* _Required work_
- a) According to the survey passage, why might conservation paleobiology be a secondary priority for many of its practitioners?
- b) Continue the survey passage from its last sentence.

-------- Excerpted passage --------

Conservation paleobiology’s cross-disciplinarity (sensu Tress et al., 2005) was reflected in the survey responses (Supplementary Figure S6). Most participants who self-identified as conservation paleobiologists carried out their work in paleontology (29%, n = 85), biology and ecology (24%, n = 72), and the geosciences (10%, n = 29; Figure 2 and Supplementary Figure S7). Only 17% (n = 50) included conservation paleobiology in the list of disciplines used to describe their expertise (Figure 2 and Supplementary Figure S7), suggesting that CPB might be a secondary priority for many. Affiliations with conservation science (e.g., conservation biology and restoration ecology) were conspicuously low (8%, n = 25), possibly because of how the survey solicitation was phrased or where it was distributed. Participants who carried out their work in archaeology and anthropology (7%, n = 23) or in paleoclimatology (3%, n = 10) were also rare. Most conservation paleobiologists received their highest degree in the geosciences (31%, n = 39), biology and ecology (27%, n = 34), paleontology (26%, n = 32), and anthropology and archaeology (10%, n = 13). This diverse distribution of disciplines overlapped with the participant pool that did not self-identify as conservation paleobiologists (Figure 2), such that a participant’s disciplinary background alone did not correspond with whether they had worked or are working in CPB.

-------- Record extracts --------

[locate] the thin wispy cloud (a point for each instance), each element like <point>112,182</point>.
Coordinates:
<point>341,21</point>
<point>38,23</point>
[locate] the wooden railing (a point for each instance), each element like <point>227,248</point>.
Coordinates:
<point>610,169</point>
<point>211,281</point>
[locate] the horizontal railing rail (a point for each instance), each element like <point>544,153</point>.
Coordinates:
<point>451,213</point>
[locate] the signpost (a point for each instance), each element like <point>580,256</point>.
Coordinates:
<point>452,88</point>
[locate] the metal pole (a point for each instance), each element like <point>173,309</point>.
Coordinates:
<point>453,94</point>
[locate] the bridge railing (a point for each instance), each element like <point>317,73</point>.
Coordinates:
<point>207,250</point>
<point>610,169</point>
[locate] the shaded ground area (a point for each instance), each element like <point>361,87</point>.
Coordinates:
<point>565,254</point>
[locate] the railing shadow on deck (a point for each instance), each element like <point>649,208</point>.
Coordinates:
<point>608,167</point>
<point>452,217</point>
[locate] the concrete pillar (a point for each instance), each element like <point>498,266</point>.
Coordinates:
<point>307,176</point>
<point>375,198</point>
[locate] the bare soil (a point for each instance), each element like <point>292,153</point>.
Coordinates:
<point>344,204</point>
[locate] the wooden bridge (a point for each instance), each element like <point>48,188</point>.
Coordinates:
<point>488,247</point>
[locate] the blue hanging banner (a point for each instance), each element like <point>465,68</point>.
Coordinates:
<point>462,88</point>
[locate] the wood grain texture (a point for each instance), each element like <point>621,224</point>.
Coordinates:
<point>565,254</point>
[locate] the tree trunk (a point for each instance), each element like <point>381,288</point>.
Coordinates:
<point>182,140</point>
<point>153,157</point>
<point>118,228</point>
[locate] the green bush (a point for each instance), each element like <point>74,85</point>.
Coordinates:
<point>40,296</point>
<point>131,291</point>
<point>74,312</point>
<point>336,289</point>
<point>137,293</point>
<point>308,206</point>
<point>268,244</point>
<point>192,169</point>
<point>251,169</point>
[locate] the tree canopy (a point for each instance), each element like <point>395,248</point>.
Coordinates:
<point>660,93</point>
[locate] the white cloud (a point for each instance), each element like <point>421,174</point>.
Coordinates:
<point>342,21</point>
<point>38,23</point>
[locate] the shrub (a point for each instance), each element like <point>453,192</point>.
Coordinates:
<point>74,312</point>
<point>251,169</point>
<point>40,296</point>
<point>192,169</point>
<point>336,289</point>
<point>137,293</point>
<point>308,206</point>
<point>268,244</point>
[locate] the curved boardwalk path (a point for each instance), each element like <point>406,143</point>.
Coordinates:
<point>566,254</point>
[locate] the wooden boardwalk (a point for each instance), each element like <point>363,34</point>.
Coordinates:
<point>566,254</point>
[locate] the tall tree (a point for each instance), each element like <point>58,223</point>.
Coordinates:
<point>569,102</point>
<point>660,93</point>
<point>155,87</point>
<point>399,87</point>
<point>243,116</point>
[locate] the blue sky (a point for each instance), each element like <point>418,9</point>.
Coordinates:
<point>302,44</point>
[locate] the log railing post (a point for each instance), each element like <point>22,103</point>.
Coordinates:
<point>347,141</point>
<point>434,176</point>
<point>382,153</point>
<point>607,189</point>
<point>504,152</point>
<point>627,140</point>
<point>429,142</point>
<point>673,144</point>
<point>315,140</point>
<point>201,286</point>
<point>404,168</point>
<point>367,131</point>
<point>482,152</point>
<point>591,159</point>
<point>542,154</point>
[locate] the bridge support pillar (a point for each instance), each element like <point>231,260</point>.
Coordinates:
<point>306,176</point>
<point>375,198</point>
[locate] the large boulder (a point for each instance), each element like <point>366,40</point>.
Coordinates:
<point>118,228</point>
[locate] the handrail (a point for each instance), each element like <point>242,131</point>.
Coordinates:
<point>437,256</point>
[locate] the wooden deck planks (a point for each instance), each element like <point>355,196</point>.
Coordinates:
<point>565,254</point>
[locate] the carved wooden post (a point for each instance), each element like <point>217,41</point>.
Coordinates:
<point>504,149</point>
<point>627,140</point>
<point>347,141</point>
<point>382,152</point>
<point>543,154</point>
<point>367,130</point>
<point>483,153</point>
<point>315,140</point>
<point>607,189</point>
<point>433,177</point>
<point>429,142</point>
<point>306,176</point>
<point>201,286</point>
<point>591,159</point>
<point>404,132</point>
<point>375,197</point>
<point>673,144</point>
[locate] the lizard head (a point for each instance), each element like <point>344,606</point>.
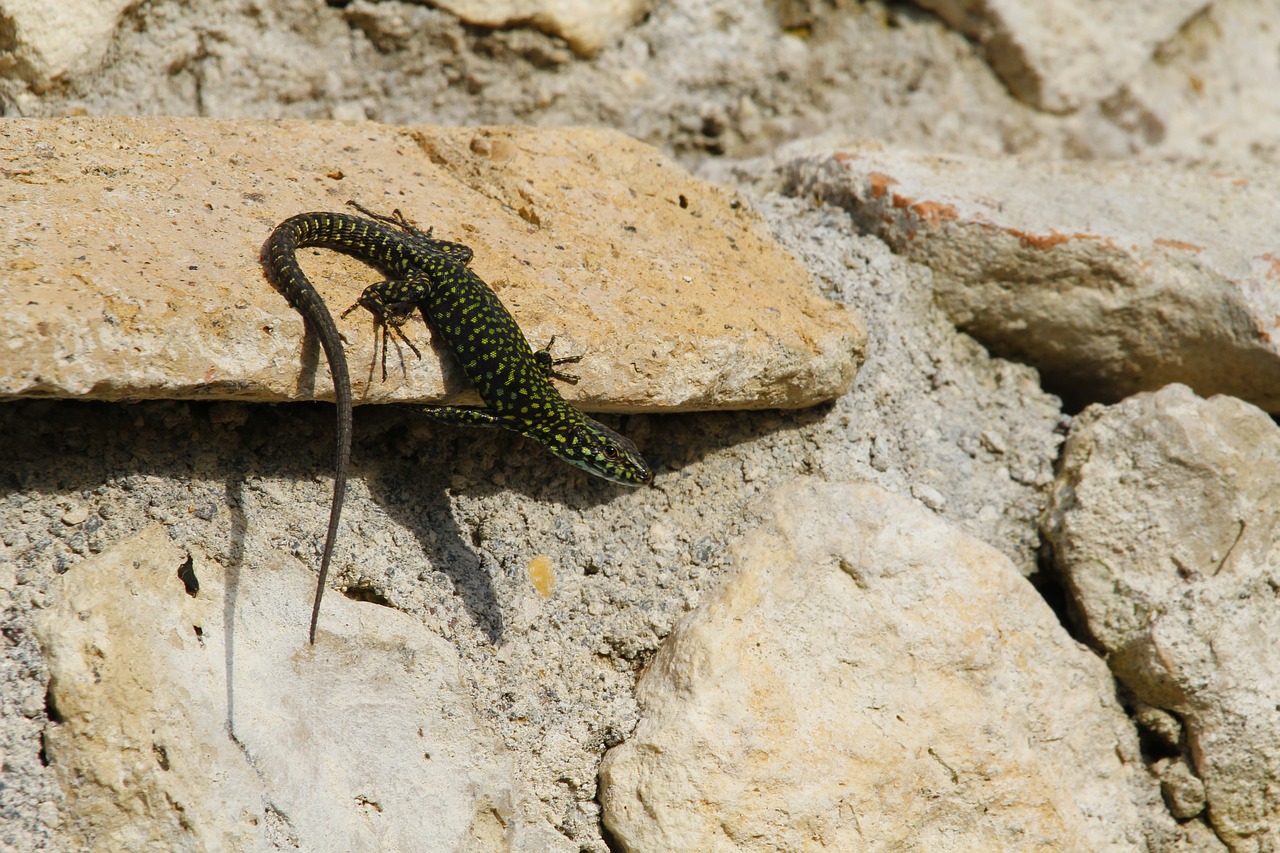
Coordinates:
<point>598,450</point>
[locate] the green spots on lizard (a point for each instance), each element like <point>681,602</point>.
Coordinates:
<point>433,277</point>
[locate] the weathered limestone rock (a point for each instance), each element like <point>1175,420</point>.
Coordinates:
<point>204,721</point>
<point>1059,55</point>
<point>873,679</point>
<point>132,264</point>
<point>1107,278</point>
<point>45,40</point>
<point>1166,527</point>
<point>585,24</point>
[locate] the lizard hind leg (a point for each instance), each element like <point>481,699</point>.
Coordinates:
<point>392,305</point>
<point>548,364</point>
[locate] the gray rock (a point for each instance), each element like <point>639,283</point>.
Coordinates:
<point>1059,54</point>
<point>1109,278</point>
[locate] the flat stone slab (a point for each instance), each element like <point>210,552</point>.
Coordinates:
<point>1110,279</point>
<point>131,260</point>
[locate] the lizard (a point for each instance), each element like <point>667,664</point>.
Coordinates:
<point>433,277</point>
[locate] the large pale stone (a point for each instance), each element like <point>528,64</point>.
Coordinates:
<point>1107,278</point>
<point>585,24</point>
<point>132,264</point>
<point>1166,527</point>
<point>873,679</point>
<point>48,39</point>
<point>1061,54</point>
<point>204,721</point>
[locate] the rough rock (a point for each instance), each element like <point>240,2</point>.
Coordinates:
<point>1166,528</point>
<point>1063,54</point>
<point>201,720</point>
<point>1107,278</point>
<point>585,24</point>
<point>873,679</point>
<point>132,264</point>
<point>46,40</point>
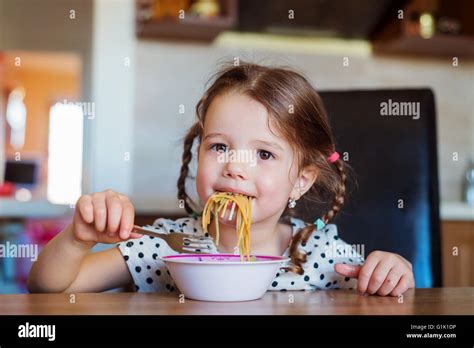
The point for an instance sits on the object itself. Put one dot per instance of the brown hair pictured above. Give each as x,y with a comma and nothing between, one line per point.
299,115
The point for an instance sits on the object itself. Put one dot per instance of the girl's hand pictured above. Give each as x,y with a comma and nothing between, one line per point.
383,273
103,217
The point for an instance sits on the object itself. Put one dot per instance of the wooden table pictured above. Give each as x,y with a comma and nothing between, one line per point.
415,301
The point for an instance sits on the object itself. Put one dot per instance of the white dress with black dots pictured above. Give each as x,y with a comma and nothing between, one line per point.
324,249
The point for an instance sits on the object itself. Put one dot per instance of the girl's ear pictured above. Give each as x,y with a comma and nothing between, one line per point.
304,182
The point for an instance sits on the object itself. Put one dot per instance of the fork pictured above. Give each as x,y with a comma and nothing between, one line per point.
180,242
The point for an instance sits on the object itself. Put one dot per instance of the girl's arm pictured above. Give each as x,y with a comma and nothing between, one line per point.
66,264
383,273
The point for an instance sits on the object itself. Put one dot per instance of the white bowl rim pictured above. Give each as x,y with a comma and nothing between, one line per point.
180,258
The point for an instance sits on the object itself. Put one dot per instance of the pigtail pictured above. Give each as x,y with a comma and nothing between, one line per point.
340,192
338,189
192,134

--------

* _Responses for each task_
- a) Only 17% (n = 50) of participants who self-identified as conservation paleobiologists included conservation paleobiology in the list of disciplines they used to describe their expertise. The passage takes this as a sign that CPB might be a secondary priority for many.

- b)
Conservation paleobiology research is concentrated in certain geographic regions. Around a quarter (27%, n = 51) of survey participants conducted their CPB work in the United States, a geographic bias that was mirrored in the literature review (Figure 3B). European countries (collectively 35%, n = 58) and Australia (3%, n = 8) comprised much of the remainder, with little research conducted in Latin America and the Caribbean, Asia, the Pacific Islands, and Africa in both the survey and literature review (Figure 3B and Supplementary Figures S5, S8). This pattern was further amplified when we examined the institutional affiliations of survey participants and authors in the literature review (Figure 3A). The uneven geographic distribution of CPB research echoes that of related disciplines, such as conservation biology (Trimble and van Aarde, 2012; Di Marco et al., 2017), paleontology (Raja et al., 2022), and ecology (Martin et al., 2012; Nuñez et al., 2021), which are largely practiced in northern America and western Europe. These geographic patterns might stem from variation in the term’s usage or spread across regions, bias in the survey distribution or language, inequities in the allocation of research funding, and spatial variation in sampling effort or data availability (Close et al., 2020; Benson et al., 2021; Stefanoudis et al., 2021; Raja et al., 2022), rather than reflecting areas of high conservation priority or biodiversity (e.g., Lawler et al., 2006; Halpern et al., 2008; Harfoot et al., 2021). For example, the term “conservation paleobiology” originated in the United States before spreading to other countries through conference sessions (Tyler and Schneider, 2018) and the Conservation Paleobiology Network (Figure 1), contributing to its disproportionate popularity in the United States. Indeed, work that could be called CPB was widely conducted before the field’s coining, so the apparent geographic bias of self-described CPB research likely tracks the dispersion of the term in combination with the uneven spatial distribution of paleontological research.

What is the scope of conservation paleobiology research?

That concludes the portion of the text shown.